THE REQUEST ▸ Please gather every line in the records below that contains the word "jacket", and list those lines.

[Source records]
• • •

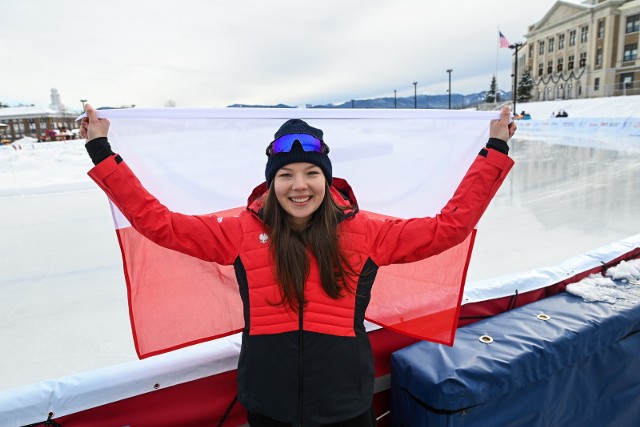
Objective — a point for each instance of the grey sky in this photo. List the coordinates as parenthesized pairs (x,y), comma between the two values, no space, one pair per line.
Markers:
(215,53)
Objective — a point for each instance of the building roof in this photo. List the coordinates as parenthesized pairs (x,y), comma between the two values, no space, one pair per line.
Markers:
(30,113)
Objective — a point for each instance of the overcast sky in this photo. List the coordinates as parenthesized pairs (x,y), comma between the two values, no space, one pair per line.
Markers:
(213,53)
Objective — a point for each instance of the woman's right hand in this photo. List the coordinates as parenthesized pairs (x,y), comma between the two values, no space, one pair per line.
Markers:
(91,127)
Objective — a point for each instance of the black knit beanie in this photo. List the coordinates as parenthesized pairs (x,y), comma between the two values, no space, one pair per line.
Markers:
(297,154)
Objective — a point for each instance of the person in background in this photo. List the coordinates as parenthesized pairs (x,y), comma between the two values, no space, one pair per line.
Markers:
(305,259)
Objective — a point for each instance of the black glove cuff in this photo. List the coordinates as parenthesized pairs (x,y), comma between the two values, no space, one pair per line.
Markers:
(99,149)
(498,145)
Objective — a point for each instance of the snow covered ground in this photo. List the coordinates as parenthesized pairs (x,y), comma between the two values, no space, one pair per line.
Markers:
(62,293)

• • •

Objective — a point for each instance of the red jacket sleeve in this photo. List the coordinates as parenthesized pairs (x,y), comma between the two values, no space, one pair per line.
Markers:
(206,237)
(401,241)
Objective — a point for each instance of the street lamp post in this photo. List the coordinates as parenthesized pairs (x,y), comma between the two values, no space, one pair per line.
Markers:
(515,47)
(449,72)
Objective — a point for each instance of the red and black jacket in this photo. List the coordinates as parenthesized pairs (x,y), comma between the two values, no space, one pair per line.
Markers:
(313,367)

• • •

ANSWER TO THIS PROBLEM ▸
Objective — a point for each instance of the red jacket sleeve in this photo. List the coordinates as parenthesized pairs (x,y), comma between the two values, no space, one pair per line.
Objective — a point for each instance of the red and black jacket in this photo. List the coordinates as parenthesized pairs (x,y), comma between the two values, no space, one pair per line.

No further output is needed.